#### Exercise requirements
Exactly reproduce each entry, leaving out nothing.

-- Start Given records --

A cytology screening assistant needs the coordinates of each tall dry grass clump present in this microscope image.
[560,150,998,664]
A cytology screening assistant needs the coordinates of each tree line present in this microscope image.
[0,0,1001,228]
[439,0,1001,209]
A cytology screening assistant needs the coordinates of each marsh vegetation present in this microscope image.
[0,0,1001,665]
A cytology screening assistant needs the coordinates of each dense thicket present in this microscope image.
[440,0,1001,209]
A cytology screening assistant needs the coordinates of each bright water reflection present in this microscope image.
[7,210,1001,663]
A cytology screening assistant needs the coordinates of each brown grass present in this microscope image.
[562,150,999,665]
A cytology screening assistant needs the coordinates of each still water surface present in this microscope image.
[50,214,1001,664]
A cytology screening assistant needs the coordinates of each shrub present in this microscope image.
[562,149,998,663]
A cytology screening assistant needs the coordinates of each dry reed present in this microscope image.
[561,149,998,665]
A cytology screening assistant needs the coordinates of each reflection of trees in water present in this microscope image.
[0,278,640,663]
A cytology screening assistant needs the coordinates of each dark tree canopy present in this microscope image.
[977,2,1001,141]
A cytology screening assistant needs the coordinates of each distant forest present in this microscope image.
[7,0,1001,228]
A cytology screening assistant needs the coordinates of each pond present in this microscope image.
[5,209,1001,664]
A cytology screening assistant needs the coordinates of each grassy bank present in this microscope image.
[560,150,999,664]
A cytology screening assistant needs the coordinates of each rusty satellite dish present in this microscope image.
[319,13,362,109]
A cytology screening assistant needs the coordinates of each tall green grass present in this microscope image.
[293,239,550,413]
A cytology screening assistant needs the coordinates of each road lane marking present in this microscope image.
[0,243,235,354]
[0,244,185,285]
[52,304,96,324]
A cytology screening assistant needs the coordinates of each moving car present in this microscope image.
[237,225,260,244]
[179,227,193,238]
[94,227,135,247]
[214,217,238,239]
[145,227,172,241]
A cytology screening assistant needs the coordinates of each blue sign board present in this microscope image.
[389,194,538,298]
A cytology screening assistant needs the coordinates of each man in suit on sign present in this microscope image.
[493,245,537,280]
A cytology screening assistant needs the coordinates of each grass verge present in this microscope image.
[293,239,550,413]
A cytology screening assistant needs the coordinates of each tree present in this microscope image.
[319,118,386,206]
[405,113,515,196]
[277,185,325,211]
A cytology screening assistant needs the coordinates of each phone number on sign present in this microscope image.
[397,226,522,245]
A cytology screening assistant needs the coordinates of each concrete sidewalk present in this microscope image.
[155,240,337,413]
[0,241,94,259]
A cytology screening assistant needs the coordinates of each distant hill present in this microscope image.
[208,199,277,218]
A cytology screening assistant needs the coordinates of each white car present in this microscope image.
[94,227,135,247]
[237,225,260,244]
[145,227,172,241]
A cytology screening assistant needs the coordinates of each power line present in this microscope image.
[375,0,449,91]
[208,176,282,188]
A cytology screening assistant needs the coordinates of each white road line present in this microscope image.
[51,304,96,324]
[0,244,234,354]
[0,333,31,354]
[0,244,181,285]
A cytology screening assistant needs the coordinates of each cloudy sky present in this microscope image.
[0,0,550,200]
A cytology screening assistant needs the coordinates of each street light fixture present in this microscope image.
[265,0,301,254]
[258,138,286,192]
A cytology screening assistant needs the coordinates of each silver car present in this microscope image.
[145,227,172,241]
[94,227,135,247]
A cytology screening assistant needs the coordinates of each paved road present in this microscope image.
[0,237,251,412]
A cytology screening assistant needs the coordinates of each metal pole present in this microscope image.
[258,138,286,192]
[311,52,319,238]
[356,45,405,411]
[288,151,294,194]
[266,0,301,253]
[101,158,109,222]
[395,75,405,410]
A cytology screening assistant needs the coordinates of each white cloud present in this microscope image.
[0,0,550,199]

-- End Given records --

#### The response
A cytology screening assistant needs the coordinates of each tall dry grass clump present in this microscope image.
[560,150,998,664]
A cytology screening assistant needs the coordinates of each tree line present in this microscope image.
[0,0,1001,228]
[439,0,1001,209]
A cytology screening assistant needs the coordinates of each marsh vegetation present in this microscope image.
[0,0,1001,665]
A cytology screening assistant needs the coordinates of each dense thicket present in this microscope image.
[440,0,1001,209]
A cytology screening assistant needs the coordinates of each bright water reflection present in this microscope image.
[7,210,1001,663]
A cytology screening assistant needs the coordinates of each brown grass present in this microscope image.
[562,150,999,665]
A cytology screening assistant needs the coordinates of each still water surface present in this microscope image.
[50,214,1001,664]
A cytology screening assistant needs the coordinates of each shrub present in this microscope image.
[562,149,998,663]
A cytology screening assistant needs the coordinates of each dry reed present in this microscope image.
[561,149,998,665]
A cytology screening assistant needs the coordinates of each reflection of trees in water present in this microscope image.
[0,278,640,663]
A cytology screening assistant needs the coordinates of each dark tree canopy present in this microscope image.
[977,2,1001,141]
A cytology screening assistant needs the coordinates of each distant forest present in this microscope image.
[7,0,1001,228]
A cytology screening assistant needs the coordinates of each pond present in this microscope image.
[5,209,1001,664]
A cytology screening assistant needs the coordinates of each grassy bank present in this microscope image.
[560,150,999,664]
A cytology screening assistant needs the coordinates of each rusty satellite dish present in this microscope image.
[319,13,362,109]
A cytology screening assistant needs the coordinates of each tall green grass present in this microscope image.
[293,239,550,413]
A cytology screening assistant needs the coordinates of each road lane marking present in this microscope image.
[0,243,235,354]
[0,244,185,285]
[52,304,96,324]
A cytology screening assistant needs the coordinates of each moving car present in this microscope image.
[237,225,260,244]
[179,227,193,238]
[94,227,135,247]
[214,217,238,239]
[145,227,172,241]
A cytology screening assistant needs the coordinates of each blue sign board present in this microscope image.
[389,194,538,298]
A cytology screening assistant needs the coordinates of each man in suit on sign present in this microscope image.
[493,245,537,280]
A cytology screening assistant needs the coordinates of each grass verge present in this microscope image.
[293,239,550,413]
A cytology screening assistant needs the coordinates of each tree present in this microscope image.
[319,118,386,206]
[405,113,515,196]
[277,185,325,211]
A cytology screening assistant needs the coordinates of each phone number on sign present in this microscope image.
[397,226,522,245]
A cytology screening assistant needs the coordinates of each concrete sidewalk present in this microscope image.
[155,240,337,413]
[0,241,94,259]
A cytology screening assistant needs the coordinates of each distant hill present in this microscope image.
[208,199,277,218]
A cytology screening assistant needs the coordinates of each white car present in this microscope image.
[94,227,135,247]
[237,225,260,244]
[145,227,172,241]
A cytology screening assistant needs the coordinates of each power line present in this microscope image.
[375,0,449,91]
[208,176,282,188]
A cytology screening assistant needs the coordinates of each white road line present in this microscope image.
[51,304,96,324]
[0,244,234,354]
[0,333,31,354]
[0,244,181,285]
A cytology screening assistant needs the coordinates of each cloudy sky present in this microscope image.
[0,0,550,200]
A cytology screening assistant needs the coordinates of each street light fixture present in this microscope image.
[265,0,301,254]
[258,138,286,192]
A cytology screening assistant needs the coordinates of each silver car present in this microscope image.
[145,227,172,241]
[94,227,135,247]
A cytology screening assistant needs the coordinates of each paved road present in this microscope image.
[0,237,251,412]
A cytology screening assistant needs the coordinates of each metal pole present in this microscope image.
[258,138,286,192]
[311,52,319,238]
[356,45,405,411]
[288,151,294,194]
[266,0,301,253]
[101,158,109,222]
[395,75,405,410]
A cytology screening assistant needs the coordinates of each white cloud present in this microscope image.
[0,0,550,199]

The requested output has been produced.